Given text:
━━━━━━━━
If You Want to Change – Do Not Do This
26 Aug
(Well, not everyone, but a lot of people.)
And when they do, they rarely talk about the most important part. They talk about being specific and measurable. They talk about being segmented and shared.
But they never talk about the ‘right’ goal.
Yes, some goals are good and some goals are bad. Terrible, to be honest.
The wrong goal can stress you out, make you miserable, and leave you feeling like a complete failure. Oh, and they’re nearly impossible to achieve.
So what makes a goal good and what makes a goal bad?
The right goal is simple: it’s YOUR goal. It’s something you want because of what it will make of you and what it will deliver. This is key to motivation. YOU have to want IT. That is the engine of drive.
The advice might sound easy, but it’s rarely followed. Instead, people choose a goal for all the wrong reasons, four of which stand out among the crowd. We’ll cover what they are below and wrap up today’s issue with the reason they’re so dangerous.
When you’re thinking about going after a goal, never, ever choose one because you want to…
1. Gain acceptance.
If you set out to change your life or make something big happen just to fit in, you’ll fail. Or, if you win, you’ll lose. You won’t get that
sense of accomplishment that comes from working toward the things that matter to you most.
2. Reach someone else’s goals.
This happens all the time. Johnny is going to engineering school because Dad was an engineer. Does Johnny like it? Not at all. But he doesn’t want to let his dad down.
━━━━━━━━
Collected data:

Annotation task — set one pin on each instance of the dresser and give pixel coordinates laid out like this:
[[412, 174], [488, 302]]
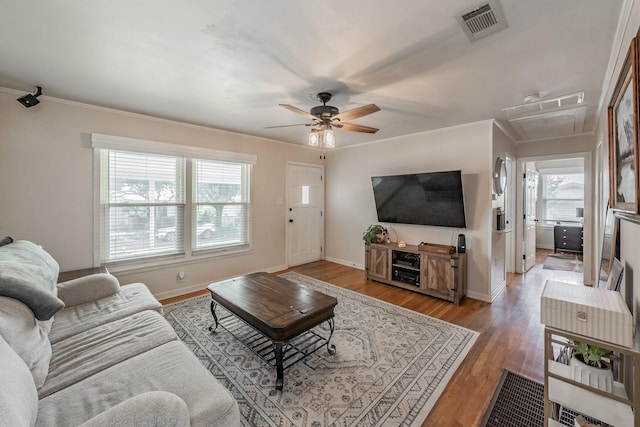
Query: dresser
[[567, 238]]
━━━━━━━━
Exercise prompt: Extend the post on choosing goals, picking up from its last sentence. The lines above come from a separate source, unrelated to the post on choosing goals.

Answer below:
(Grammar Nerd Alert: You’ll notice dad is capitalized first but not second. The first instance was used as a proper noun and the second as a common noun. Lesson over.)
3. Avoid rejection.
We all want to fit in so badly that we’ll dart to the ends of the earth to do it (because that’s where our friends are jumping off bridges).
Because of this ingrained need, we say we want to do things that we don’t really want to do. We even go beyond talk and start doing something about it. But it’s not our goal, and that’s why it can never deliver what we want.
4. Undermine.
‘I’ll show him.’ That’s how it starts. Someone thinks we can’t do something, so we take on the goal just to prove him wrong. Bad idea.
Why should these reasons be avoided?
Disconnection.
When you want something because you want it, you have internal motivation. You’ll get out of bed early, push your muscles to the breaking point, and do what needs to be done because you want the outcome of the effort.
Every step forward, no matter how painful, is worth it. It’s bringing you one step closer to what you want.
There is a direct connection, an absolute link between what you want, what you do, and what you get.
When your goal is to please or fit in or undermine, you don’t want the goal. You want a side effect.
So instead of the hard work bringing you directly closer to what you want, it’s just work. Work you don’t enjoy. And when you succeed, if you can squeeze out a victory, the success is empty. You didn’t want the goal to begin with.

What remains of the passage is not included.